● Problema proposto 1: Reescreve o trecho da listagem que abre com a linha que contém "Keypoint rule: one marker on every instance of the grassy" e vai até ao fim da listagem, ambos incluídos. Troca "dark green shrub" por "evergreen shrub" e deixa tudo o resto inalterado.

● Texto fornecido:
::::

É comum os grandes sucessos ensinarem as lições erradas. É comum em todo o lado, na indústria cinematográfica, literária, entre outras, e não só na WWE. Quando algo corre bem e é um sucesso, de imediato tenta replicar-se esse sucesso, muitas vezes, sem sucesso. Porquê? Porque foram tiradas as conclusões erradas do primeiro sucesso. Quando a avaliar sucessos, as pessoas têm uma grande tendência a reduzir aos aspetos mais práticos.
Sempre que há um grande sucesso no cinema ou na literatura, de imediato começam a surgir trabalhos semelhantes ou, até em certos casos, copiados quase na sua íntegra de forma a replicar o sucesso do primeiro. Não é por acaso que as livrarias foram invadidas por inúmeras “obras” de pornografia em forma de livro após o sucesso de vendas de “As cinquenta sombras de Grey”, ou que distopias com adolescentes como protagonistas após o sucesso de “Os jogos da fome” tenham surgido em massa.
Atualmente, no cinema assistimos ao mesmo filme formulaico de super-heróis duas a três vezes por ano, com raras (muito raras) exceções. A WWE, como qualquer outra indústria, não foge à regra. Aliás, esta tentativa de recriar um sucesso anterior é a única e exclusiva razão para a obsessão da WWE em tornar Roman Reigns na estrela desta geração. Mas, este artigo não é sobre Roman Reigns.
Em 1999, no pico da Attitude Era, The Rock e Mick Foley protagonizaram um segmento cómico, o famoso “This is your life”, que foi um estrondoso sucesso. No fim de 1999, a WWE já tinha dado à volta à guerra de audiências contra a WCW e o risco de voltar a ser destronada era mínimo, todavia tal não tira o mérito de milhões e milhões de pessoas terem visto em direto o segmento. O sucesso deste segmento validou o tipo de comédia que a WWE tinha tendência a fazer e garantiu que iriam existir repetições ao longo dos anos.
Comédia é das poucas coisas que a WWE, definitivamente, não consegue fazer. Sempre que tenta, acabamos com segmentos desconfortáveis, embaraçosos e potencialmente ofensivos. O conceito de “This is your life” já regressou várias vezes, em nenhuma delas teve sequer uma fração do sucesso do primeiro. E isto, porque a WWE nunca percebeu que o sucesso do primeiro se deveu, em primeiro lugar, à popularidade dos dois envolvidos. Quando se tem duas pessoas estupidamente populares a interagir uma com a outra no respetivo auge das suas carreiras, meio caminho para o sucesso está feito. A outra metade foi facilmente concluída com o carisma e talento que os dois têm de, por vezes, transformar mau material em excelentes segmentos.

::::

● Material de origem:
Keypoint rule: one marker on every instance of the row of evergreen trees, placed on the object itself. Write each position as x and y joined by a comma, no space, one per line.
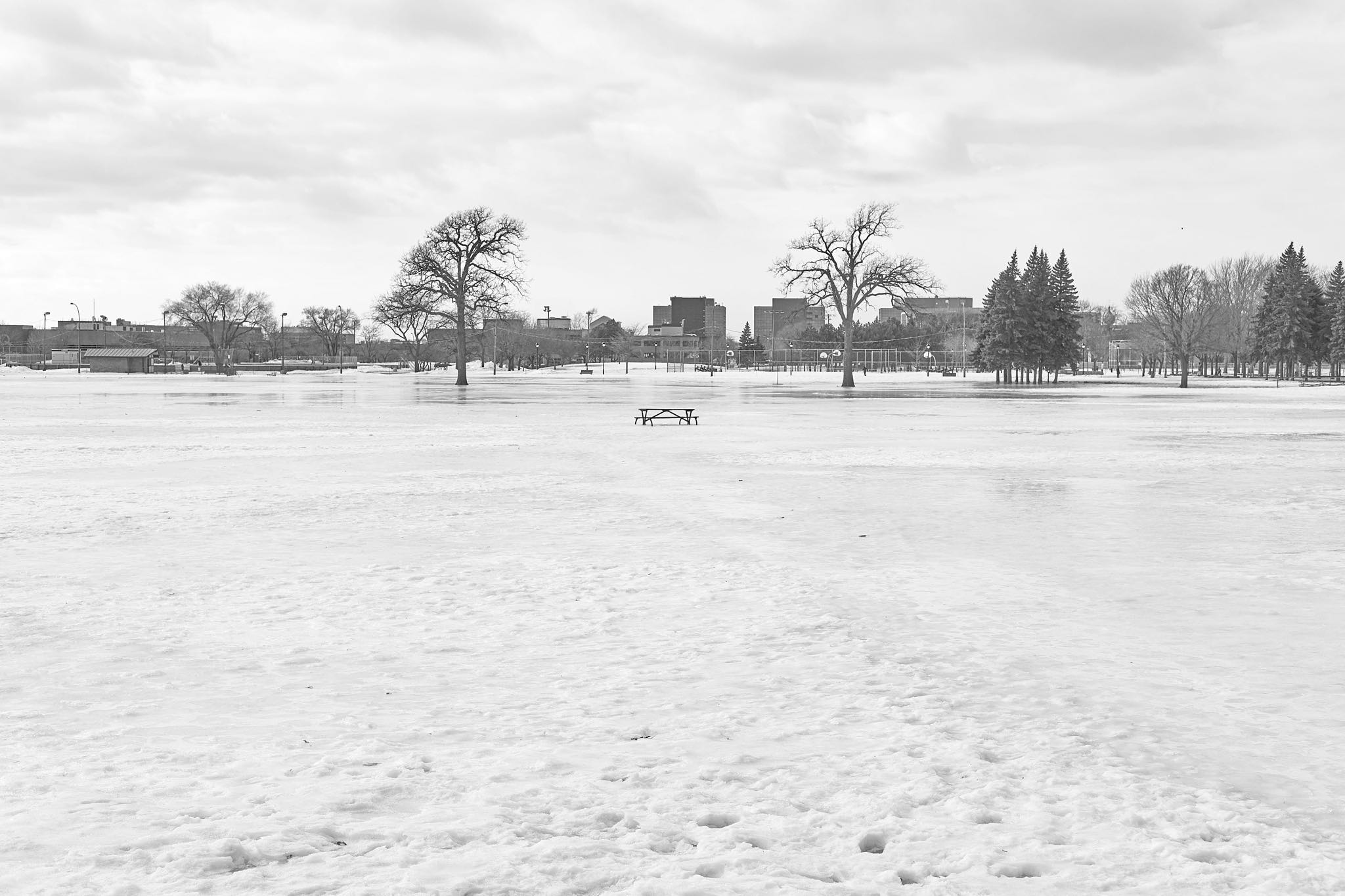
1028,320
1301,320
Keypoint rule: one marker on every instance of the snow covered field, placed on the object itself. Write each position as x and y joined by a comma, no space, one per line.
369,634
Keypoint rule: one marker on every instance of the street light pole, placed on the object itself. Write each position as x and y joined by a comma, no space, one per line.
78,336
341,332
963,340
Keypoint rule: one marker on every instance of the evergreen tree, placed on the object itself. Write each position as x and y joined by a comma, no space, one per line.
996,331
1289,323
1034,320
1319,312
1336,305
745,341
1064,310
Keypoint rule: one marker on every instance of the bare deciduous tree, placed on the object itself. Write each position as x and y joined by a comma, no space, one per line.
410,317
1178,308
1238,285
331,326
221,313
466,269
847,269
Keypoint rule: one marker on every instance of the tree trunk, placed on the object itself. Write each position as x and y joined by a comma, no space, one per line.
462,340
848,356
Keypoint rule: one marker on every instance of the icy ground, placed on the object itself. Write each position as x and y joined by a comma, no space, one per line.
365,634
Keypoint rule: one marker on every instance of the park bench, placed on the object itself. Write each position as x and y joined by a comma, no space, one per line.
680,414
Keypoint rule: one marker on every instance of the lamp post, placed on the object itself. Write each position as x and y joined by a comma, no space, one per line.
963,340
78,336
341,332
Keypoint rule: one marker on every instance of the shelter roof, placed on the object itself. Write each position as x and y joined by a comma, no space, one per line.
120,352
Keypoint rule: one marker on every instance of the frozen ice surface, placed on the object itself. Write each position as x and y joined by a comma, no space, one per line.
370,634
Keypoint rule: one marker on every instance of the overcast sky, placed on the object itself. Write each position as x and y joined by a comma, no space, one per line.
653,148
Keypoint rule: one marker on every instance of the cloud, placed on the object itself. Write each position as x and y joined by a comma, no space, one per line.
639,123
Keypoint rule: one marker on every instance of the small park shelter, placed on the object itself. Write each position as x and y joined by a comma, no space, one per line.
119,360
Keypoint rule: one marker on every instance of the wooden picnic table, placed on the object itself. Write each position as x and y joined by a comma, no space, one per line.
680,414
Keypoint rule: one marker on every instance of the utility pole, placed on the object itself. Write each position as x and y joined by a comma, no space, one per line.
79,337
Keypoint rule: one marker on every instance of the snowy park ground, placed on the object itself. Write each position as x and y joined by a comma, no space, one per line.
374,634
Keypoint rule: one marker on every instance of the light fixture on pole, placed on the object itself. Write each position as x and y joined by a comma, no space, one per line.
341,331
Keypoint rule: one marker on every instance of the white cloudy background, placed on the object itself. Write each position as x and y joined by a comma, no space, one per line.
654,148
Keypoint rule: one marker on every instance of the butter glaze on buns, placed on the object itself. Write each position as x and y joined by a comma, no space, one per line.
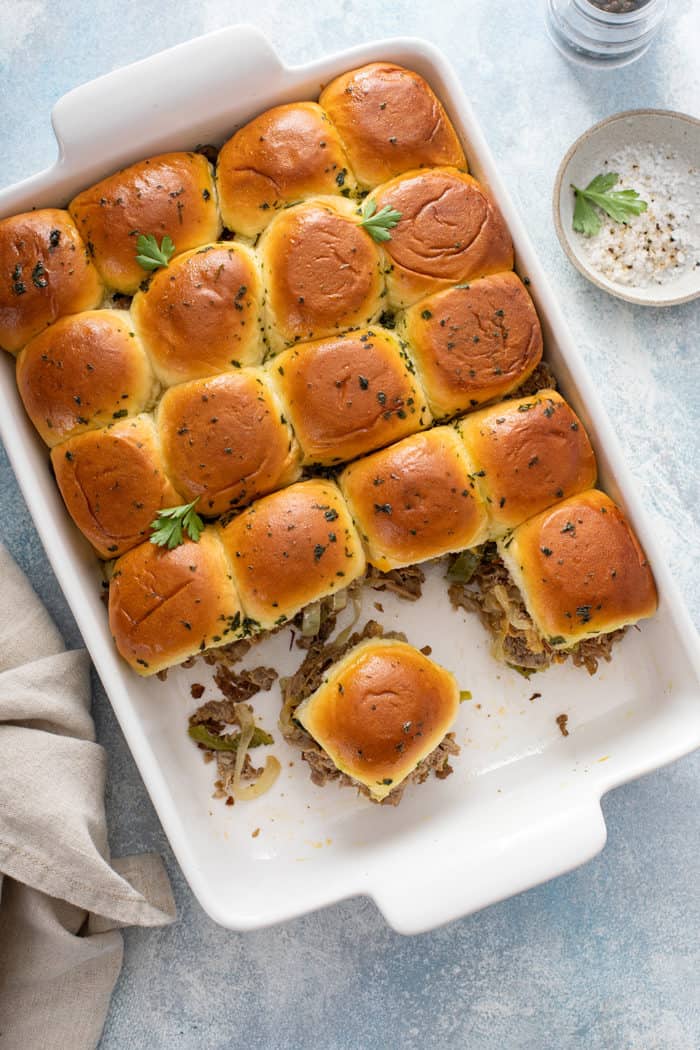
113,484
225,440
473,343
322,273
450,230
292,548
281,156
348,394
528,454
380,711
580,570
203,314
390,122
416,500
44,274
85,371
171,194
166,606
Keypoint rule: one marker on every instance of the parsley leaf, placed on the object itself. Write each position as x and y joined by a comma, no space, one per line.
149,255
173,522
599,193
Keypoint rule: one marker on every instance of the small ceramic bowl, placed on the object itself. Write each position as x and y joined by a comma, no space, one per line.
587,158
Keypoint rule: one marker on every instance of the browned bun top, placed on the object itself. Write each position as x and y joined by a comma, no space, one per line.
170,194
390,122
473,342
449,230
283,155
291,548
349,394
203,313
416,500
380,711
528,453
112,483
83,372
226,441
322,273
44,273
580,569
168,605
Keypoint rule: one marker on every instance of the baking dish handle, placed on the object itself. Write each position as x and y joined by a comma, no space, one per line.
161,98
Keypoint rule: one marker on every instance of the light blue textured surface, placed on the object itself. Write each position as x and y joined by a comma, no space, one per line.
606,958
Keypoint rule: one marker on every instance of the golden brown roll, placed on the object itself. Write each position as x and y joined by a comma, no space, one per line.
203,314
348,394
291,548
450,230
172,194
416,500
46,273
380,712
580,570
113,483
322,273
474,342
390,122
282,156
528,454
166,605
84,372
226,441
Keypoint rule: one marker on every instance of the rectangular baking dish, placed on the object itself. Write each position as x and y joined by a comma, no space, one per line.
523,804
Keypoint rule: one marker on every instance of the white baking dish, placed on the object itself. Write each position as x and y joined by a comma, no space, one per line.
524,803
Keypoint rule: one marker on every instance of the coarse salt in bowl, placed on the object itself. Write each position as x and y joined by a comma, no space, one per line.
653,258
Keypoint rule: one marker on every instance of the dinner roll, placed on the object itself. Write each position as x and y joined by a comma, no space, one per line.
283,155
580,569
84,372
380,711
172,194
416,500
113,484
322,272
390,122
45,272
203,314
450,230
528,454
348,394
166,605
474,342
292,548
226,441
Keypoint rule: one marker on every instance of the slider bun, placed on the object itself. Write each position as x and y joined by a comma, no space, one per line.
348,394
292,548
321,271
169,194
473,343
528,453
390,122
113,484
45,272
84,372
450,230
580,569
283,155
380,711
226,441
202,314
166,606
416,500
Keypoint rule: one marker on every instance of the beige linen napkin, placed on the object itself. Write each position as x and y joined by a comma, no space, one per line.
61,901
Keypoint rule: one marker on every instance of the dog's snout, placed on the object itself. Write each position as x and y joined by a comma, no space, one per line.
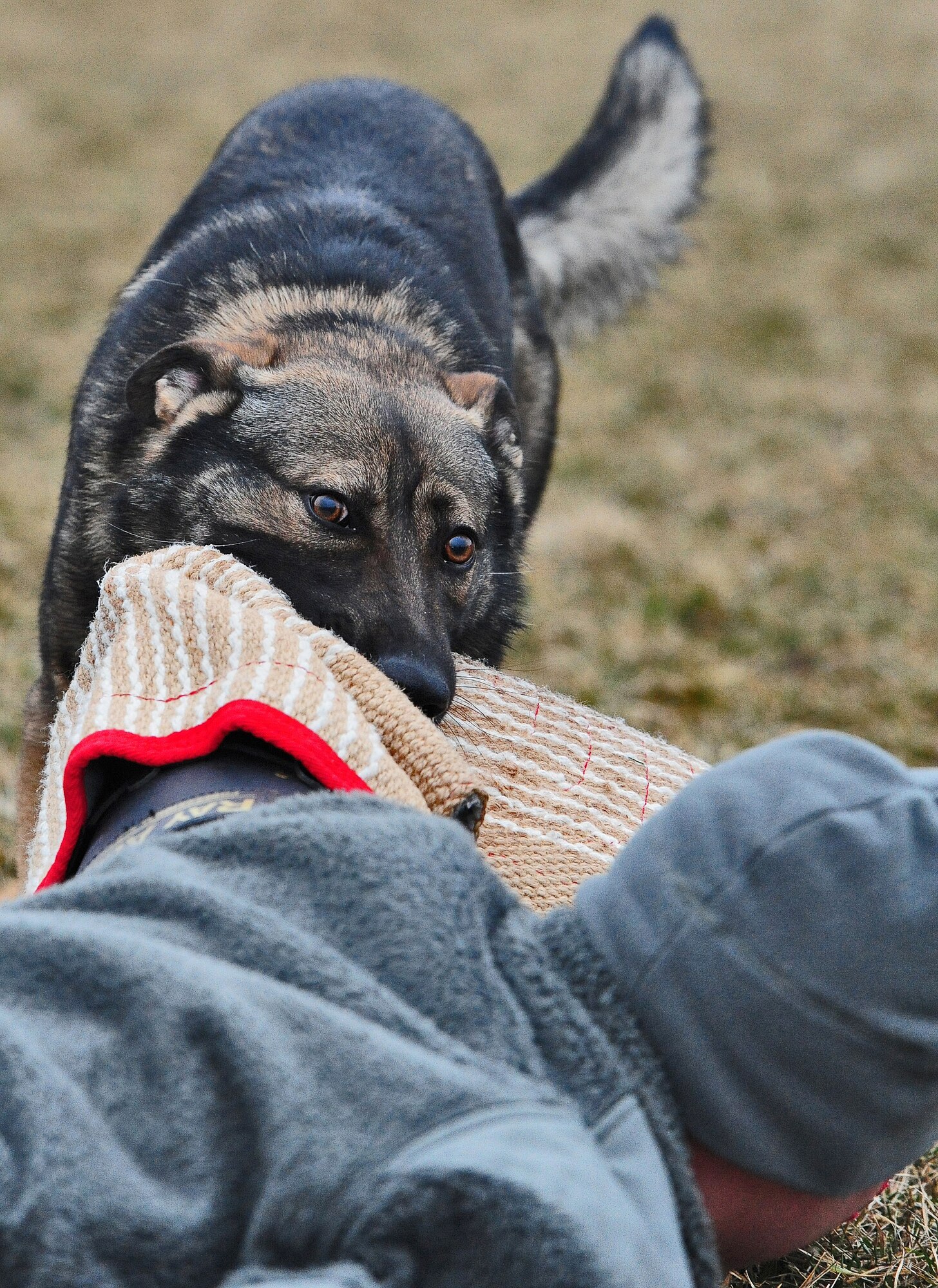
428,685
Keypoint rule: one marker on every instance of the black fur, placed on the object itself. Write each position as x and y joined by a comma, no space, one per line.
358,194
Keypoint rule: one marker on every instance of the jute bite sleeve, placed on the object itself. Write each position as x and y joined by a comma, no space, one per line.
189,646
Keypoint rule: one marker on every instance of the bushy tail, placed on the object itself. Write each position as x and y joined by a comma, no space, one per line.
601,222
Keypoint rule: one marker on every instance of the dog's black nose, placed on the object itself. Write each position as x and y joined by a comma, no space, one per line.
427,685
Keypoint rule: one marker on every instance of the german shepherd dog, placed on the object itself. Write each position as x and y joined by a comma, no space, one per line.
338,361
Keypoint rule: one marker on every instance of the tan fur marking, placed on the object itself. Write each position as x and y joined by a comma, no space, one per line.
251,319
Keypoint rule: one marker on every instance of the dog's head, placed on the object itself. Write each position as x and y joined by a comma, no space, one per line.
378,491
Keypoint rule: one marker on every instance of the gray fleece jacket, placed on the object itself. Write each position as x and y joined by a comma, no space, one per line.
323,1045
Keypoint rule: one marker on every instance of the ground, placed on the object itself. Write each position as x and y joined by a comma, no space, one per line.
742,533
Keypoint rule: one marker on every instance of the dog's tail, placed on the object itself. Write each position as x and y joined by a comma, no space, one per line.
601,222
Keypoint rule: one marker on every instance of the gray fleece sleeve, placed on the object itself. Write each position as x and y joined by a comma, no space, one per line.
202,1083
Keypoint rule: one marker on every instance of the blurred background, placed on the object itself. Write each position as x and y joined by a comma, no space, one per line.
742,535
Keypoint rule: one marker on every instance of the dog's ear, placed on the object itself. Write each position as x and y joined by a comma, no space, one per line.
168,383
492,404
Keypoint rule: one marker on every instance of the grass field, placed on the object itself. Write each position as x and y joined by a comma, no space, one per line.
742,534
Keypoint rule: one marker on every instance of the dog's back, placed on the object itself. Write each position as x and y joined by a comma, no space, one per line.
345,283
368,182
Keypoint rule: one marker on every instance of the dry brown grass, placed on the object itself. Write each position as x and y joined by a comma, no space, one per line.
742,533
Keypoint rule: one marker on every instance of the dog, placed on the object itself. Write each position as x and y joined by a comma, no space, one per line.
340,363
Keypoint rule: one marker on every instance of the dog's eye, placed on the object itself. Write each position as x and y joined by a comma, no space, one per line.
461,548
328,508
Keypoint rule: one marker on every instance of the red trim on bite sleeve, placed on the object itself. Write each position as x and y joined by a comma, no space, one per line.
244,715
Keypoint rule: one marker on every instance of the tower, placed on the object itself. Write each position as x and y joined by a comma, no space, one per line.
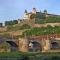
26,15
34,11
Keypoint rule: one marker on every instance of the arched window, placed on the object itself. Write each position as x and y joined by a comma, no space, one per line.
35,46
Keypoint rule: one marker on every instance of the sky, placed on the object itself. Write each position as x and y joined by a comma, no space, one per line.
14,9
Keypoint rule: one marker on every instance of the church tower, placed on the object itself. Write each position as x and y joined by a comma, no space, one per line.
26,15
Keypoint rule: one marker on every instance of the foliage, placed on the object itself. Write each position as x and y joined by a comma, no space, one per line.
48,20
15,28
11,22
37,15
43,31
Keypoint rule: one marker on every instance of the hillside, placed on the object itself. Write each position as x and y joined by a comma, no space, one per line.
36,25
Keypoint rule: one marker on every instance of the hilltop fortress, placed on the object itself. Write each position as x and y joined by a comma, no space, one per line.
36,32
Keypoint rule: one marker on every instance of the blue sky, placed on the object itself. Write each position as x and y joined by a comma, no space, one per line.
14,9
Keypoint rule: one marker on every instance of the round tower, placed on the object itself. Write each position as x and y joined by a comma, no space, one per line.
34,11
26,15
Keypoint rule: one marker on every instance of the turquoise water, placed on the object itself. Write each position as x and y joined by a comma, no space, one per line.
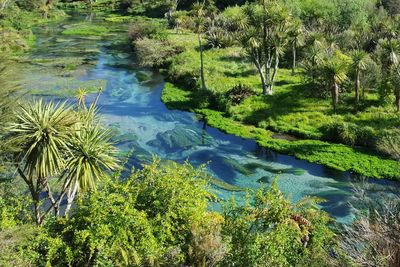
131,105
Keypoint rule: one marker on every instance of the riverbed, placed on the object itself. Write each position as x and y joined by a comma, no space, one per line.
130,104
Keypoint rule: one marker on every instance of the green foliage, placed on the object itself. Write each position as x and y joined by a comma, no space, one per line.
153,53
144,220
269,229
147,29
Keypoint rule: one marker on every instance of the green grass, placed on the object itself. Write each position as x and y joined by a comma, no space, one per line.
86,30
336,156
293,109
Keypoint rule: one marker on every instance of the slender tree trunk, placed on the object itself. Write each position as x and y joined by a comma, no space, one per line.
35,194
357,88
294,52
203,82
70,198
274,74
335,96
262,78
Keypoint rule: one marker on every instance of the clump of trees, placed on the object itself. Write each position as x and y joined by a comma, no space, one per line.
53,142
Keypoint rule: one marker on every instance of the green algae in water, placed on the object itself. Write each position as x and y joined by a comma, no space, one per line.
238,166
118,19
226,186
144,76
85,29
67,87
295,171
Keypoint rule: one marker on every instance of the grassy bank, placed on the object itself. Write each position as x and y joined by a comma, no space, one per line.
291,110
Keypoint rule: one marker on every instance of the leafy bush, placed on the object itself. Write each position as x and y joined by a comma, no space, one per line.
146,220
146,29
218,37
349,134
389,143
270,230
239,93
154,53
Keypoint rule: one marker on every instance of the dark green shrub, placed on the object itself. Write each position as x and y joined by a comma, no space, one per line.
340,132
154,53
389,143
217,37
238,93
147,29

::::

● Problema proposto 2: Segundo o texto sobre a WWE, em que ano The Rock e Mick Foley protagonizaram o segmento "This is your life"?

● Resolução completa 1:
Keypoint rule: one marker on every instance of the grassy bank, placed on the object itself. Write each position as x and y joined by a comma, no space, one per line.
291,110
Keypoint rule: one marker on every instance of the leafy bush, placed on the object itself. Write each position as x and y joined by a comma, no space, one per line.
146,220
146,29
218,37
349,134
389,143
270,230
239,93
154,53
Keypoint rule: one marker on every instance of the evergreen shrub, placed on the object itself. Write each position as x and y joined by a comma, no space, one per line.
340,132
154,53
389,143
217,37
238,93
147,29

● Resolução completa 2: Em 1999, no pico da Attitude Era.